[Exercise goal]
Reproduce every one of the entries below word for word, keeping each line as it stands.
◆ ◆ ◆ ◆ ◆ ◆ ◆
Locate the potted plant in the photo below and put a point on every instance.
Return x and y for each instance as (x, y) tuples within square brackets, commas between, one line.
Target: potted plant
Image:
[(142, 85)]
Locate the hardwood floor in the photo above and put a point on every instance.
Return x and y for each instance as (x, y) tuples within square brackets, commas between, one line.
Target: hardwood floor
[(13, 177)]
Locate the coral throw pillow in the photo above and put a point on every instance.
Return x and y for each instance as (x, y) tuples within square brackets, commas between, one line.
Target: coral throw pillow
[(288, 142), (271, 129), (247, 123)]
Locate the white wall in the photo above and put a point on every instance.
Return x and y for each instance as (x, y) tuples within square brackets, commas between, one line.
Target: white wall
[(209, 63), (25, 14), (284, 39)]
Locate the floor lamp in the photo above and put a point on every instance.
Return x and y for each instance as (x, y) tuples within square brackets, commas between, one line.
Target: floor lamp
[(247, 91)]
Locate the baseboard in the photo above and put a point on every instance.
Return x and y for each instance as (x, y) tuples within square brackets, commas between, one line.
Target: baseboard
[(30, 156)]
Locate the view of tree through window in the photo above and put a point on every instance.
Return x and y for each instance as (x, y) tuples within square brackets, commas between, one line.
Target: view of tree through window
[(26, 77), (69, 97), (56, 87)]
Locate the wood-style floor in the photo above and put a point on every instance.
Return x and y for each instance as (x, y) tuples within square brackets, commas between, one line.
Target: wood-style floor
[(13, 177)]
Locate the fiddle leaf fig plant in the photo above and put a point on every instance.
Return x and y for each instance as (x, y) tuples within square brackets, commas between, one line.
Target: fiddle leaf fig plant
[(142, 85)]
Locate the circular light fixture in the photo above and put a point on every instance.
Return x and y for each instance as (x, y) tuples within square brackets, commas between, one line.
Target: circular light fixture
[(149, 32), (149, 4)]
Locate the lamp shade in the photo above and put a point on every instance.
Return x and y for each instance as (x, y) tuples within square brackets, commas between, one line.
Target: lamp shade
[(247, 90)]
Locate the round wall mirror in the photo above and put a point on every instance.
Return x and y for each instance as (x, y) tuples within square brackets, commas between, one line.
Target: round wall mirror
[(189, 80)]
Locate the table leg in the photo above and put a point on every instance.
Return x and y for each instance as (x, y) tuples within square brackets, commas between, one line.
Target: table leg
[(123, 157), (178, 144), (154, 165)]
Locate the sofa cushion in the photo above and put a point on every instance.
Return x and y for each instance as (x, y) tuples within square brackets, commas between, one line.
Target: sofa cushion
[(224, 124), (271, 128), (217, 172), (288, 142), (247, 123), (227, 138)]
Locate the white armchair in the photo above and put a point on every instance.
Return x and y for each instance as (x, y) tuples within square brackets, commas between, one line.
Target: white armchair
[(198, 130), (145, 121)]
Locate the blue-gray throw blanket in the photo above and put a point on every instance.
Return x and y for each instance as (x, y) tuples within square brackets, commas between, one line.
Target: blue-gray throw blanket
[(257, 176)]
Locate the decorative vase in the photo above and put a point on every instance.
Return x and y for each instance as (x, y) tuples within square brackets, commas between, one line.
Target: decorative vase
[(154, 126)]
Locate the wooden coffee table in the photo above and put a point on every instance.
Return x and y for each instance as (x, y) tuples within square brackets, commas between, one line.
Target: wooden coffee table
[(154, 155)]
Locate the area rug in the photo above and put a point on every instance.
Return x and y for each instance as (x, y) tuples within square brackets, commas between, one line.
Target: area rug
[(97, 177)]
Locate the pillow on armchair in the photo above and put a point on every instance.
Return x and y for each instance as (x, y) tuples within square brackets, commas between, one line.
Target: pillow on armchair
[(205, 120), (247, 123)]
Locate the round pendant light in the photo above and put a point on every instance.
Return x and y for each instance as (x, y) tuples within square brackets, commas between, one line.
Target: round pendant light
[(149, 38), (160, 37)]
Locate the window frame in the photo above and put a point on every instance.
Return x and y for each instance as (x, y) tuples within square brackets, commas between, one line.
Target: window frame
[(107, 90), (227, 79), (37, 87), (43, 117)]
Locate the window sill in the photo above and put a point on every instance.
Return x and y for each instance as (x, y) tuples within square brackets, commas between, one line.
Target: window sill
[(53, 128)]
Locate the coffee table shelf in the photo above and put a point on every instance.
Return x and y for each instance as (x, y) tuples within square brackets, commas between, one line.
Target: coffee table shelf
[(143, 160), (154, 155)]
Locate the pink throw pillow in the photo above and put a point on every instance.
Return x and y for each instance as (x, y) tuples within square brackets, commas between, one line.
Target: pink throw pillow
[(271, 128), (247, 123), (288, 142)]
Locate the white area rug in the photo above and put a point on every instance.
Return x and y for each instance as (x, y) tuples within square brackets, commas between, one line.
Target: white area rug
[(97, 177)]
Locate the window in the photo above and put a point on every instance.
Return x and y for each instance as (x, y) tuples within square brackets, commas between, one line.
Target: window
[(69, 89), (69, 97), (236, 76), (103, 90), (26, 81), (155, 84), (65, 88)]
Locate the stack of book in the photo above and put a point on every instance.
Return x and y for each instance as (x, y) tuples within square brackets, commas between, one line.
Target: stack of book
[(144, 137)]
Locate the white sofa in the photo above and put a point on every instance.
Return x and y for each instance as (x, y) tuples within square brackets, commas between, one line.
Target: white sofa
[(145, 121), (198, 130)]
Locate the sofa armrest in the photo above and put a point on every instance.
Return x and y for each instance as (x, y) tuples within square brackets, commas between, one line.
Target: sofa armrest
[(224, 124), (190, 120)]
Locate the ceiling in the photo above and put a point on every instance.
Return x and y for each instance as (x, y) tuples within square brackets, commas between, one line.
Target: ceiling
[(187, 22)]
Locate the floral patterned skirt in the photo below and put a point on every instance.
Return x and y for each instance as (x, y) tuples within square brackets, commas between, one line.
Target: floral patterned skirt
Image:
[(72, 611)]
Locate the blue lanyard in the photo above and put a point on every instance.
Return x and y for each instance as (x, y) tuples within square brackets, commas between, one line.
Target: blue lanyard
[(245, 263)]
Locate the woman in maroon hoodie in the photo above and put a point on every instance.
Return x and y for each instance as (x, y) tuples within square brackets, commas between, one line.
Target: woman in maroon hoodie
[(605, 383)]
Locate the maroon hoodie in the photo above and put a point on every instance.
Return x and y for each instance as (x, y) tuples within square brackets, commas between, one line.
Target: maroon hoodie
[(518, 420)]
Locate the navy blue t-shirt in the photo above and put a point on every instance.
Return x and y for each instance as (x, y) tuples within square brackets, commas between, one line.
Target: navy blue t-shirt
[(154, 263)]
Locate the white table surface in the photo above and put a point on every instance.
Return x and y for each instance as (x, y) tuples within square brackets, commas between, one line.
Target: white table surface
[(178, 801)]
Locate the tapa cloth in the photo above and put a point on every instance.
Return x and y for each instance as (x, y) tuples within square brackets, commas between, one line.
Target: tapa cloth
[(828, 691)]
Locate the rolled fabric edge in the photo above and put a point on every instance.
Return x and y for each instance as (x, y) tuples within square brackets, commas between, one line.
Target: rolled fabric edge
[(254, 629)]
◆ ◆ ◆ ◆ ◆ ◆ ◆
[Correct answer]
Locate the potted plant in the photo below and put a point on every instance.
Return x and y for each instance as (x, y) tuples within square brackets, commas between, one line.
Target: potted plant
Image:
[(142, 85)]
Locate the hardwood floor in the photo above and put a point on every instance.
Return x and y for each instance as (x, y) tuples within square brackets, commas between, one line.
Target: hardwood floor
[(13, 177)]
Locate the coral throw pillow in the photo above and put a point on every instance.
Return x and y for each instance as (x, y) tuples within square brackets, commas between, one line.
Target: coral throw pillow
[(288, 142), (271, 129), (247, 123)]
Locate the white wall in the photo above and put a point on every instance.
Return x and y for each instance as (x, y) tuples within square brackets, commas between, one line.
Target: white wall
[(209, 63), (25, 14), (284, 39)]
Locate the floor lamp in the photo above and put a point on every instance.
Return x and y for each instance as (x, y) tuples within square brackets, commas between, one line.
Target: floor lamp
[(247, 91)]
Locate the baseboard in the photo above and put a point on every instance.
Return x and y for each instance as (x, y) tuples within square brackets, commas between, one line.
Target: baseboard
[(30, 156)]
Locate the view of tree through window in the photo above and put a point on every instance.
Return x and y for each instance as (x, y) tuples within square brackets, commas between, one line.
Target: view of tree through window
[(26, 77), (69, 97), (56, 87)]
Locate the wood-style floor in the photo above and put a point on every instance.
Return x and y for each instance as (x, y) tuples within square brackets, commas between, one line.
Target: wood-style floor
[(13, 177)]
Locate the fiddle leaf fig plant in the photo above and put a point on every instance.
Return x and y for each instance as (x, y) tuples within square brackets, commas between, one line.
Target: fiddle leaf fig plant
[(142, 85)]
Locate the circular light fixture in the photo above and put a point on every instance.
Return x and y for each instance as (x, y) tuples within square brackets, commas between, one line.
Target: circular light fixture
[(149, 32), (149, 4)]
Locate the lamp shade in the photo above and put a point on every instance.
Return x and y for each instance as (x, y) tuples within square brackets, commas between, one line.
Target: lamp shade
[(247, 90)]
Locate the round wall mirror in the photo above and put a point on every instance.
Return x and y for each instance as (x, y) tuples within square brackets, commas between, one line.
Target: round wall mirror
[(189, 80)]
Locate the table leg in the photo above and put a point on every instance.
Return x and y for each instance as (x, y) tuples within square brackets, commas between, one line.
Target: table leg
[(123, 157), (178, 144), (154, 165)]
Locate the sofa cushion in the photo above and put a point on every instance.
Return x and y for each instance as (x, y) tuples within square brackets, commas between, one line.
Target: sofa cushion
[(224, 124), (271, 128), (217, 172), (288, 142), (247, 123), (227, 138)]
Locate the white armchair in the photo above and put a point on every instance.
Return x and y for each instance as (x, y) tuples within square brackets, commas between, one line.
Target: white armchair
[(198, 130), (145, 121)]
Locate the blue-gray throw blanket in the photo above and put a point on every instance.
Return x and y for each instance as (x, y) tuples within square brackets, commas between, one line.
Target: blue-gray throw blanket
[(257, 176)]
Locate the decorative vase in the photo above and put a point on every instance.
Return x and y for each instance as (x, y) tuples within square brackets, commas between, one line.
Target: decorative vase
[(154, 126)]
Locate the wooden coffee table in the photo above and put a point on every instance.
Return x and y for each instance as (x, y) tuples within square brackets, commas between, one line.
Target: wooden coffee table
[(154, 155)]
Locate the area rug in the photo above and put a point on every instance.
Return x and y for each instance as (x, y) tuples within square brackets, commas between, one line.
Target: area rug
[(97, 177)]
Locate the pillow on armchair in the photo above and put a point on every instance.
Return x and y for each instance as (x, y) tuples within square brackets, commas between, one line.
Target: pillow on armchair
[(205, 120), (247, 123)]
Locate the round pendant light in the photo above and put a point on every instance.
Return x and y for each instance as (x, y) tuples within square brackets, commas between, one line.
Target: round pendant light
[(149, 38), (160, 37)]
Locate the window frame in the photo above and put a point on every instance.
Return x and y for each instance as (x, y) tuples within square brackets, commas between, one line.
Target: window frame
[(107, 90), (227, 79), (37, 87), (43, 117)]
Locate the window sill in the photo above and put a point on every instance.
Return x and y for each instance as (x, y) tuples within square brackets, commas between, one line.
Target: window sill
[(53, 128)]
Locate the coffee table shelf in the photo above and put a point on every instance.
Return x and y for each instance as (x, y) tuples within square brackets, commas between, one line.
Target: coffee table shelf
[(143, 160), (154, 155)]
Locate the pink throw pillow in the photo above and put a point on every instance.
Return x and y for each instance as (x, y) tuples within square brackets, commas between, one line.
Target: pink throw pillow
[(271, 128), (247, 123), (288, 142)]
Locate the white area rug in the photo above and put a point on every instance.
Return x and y for each instance as (x, y) tuples within square brackets, commas between, one line.
Target: white area rug
[(97, 177)]
Locate the window in the photo above and put a point on every instance.
Return x and y for each instance as (x, y) tuples within square brackets, commas between, one line.
Target: window
[(69, 89), (69, 97), (236, 76), (103, 90), (26, 81), (155, 84), (65, 88)]
Locate the stack of book in the photo above and put a point on every instance.
Return x and y for each instance as (x, y) tuples within square brackets, commas between, one line.
Target: stack of book
[(144, 137)]
Locate the white sofa in the photo above and put a point on every instance.
Return x and y for each instance as (x, y) tuples within square brackets, commas between, one line.
Target: white sofa
[(145, 121), (198, 130)]
Locate the sofa armrest in the photo above and put a point on every instance.
Return x and y for each instance as (x, y) tuples within square brackets, commas between, one line.
Target: sofa armrest
[(224, 124), (190, 120)]
Locate the ceiling in the photo above and put a point on every instance.
Return x and y for each instance as (x, y) tuples within square brackets, commas between, one line.
Target: ceiling
[(187, 22)]
Locate the floral patterned skirt in the photo below and put a point on every instance.
Return x and y for each instance as (x, y) tuples within square brackets, commas between, one line.
Target: floral patterned skirt
Image:
[(72, 611)]
Locate the blue lanyard in the photo above and put a point on every instance.
Return x and y for each instance as (x, y) tuples within square brackets, commas between, one line.
Target: blue lanyard
[(245, 263)]
Locate the woman in maroon hoodie in the photo above and put a point on every instance.
Return x and y for each instance as (x, y) tuples within square brackets, commas between, one line.
Target: woman in maroon hoodie
[(605, 383)]
Locate the maroon hoodie in the photo above and put a point on every instance.
Return x and y for each instance as (x, y) tuples within square brackets, commas between, one line.
Target: maroon hoodie
[(518, 420)]
Locate the navy blue t-shirt in the photo above and put a point on every instance.
Return x and y for each instance as (x, y) tuples within square brackets, commas between, one line.
Target: navy blue t-shirt
[(154, 263)]
Locate the white table surface in the photo above and put a point on every instance.
Return x and y for each instance as (x, y) tuples within square brackets, commas between, one line.
Target: white table surface
[(178, 801)]
Locate the tapa cloth in the photo above and put a point on every instance.
Return x and y for each instance as (x, y) tuples within square brackets, commas between, one line.
Target: tapa cloth
[(828, 691)]
Locate the rolled fabric edge in the photo above and put a point on every instance.
Return x and y for each instance as (x, y) tuples within square brackets, commas between, one line.
Target: rolled fabric edge
[(254, 629)]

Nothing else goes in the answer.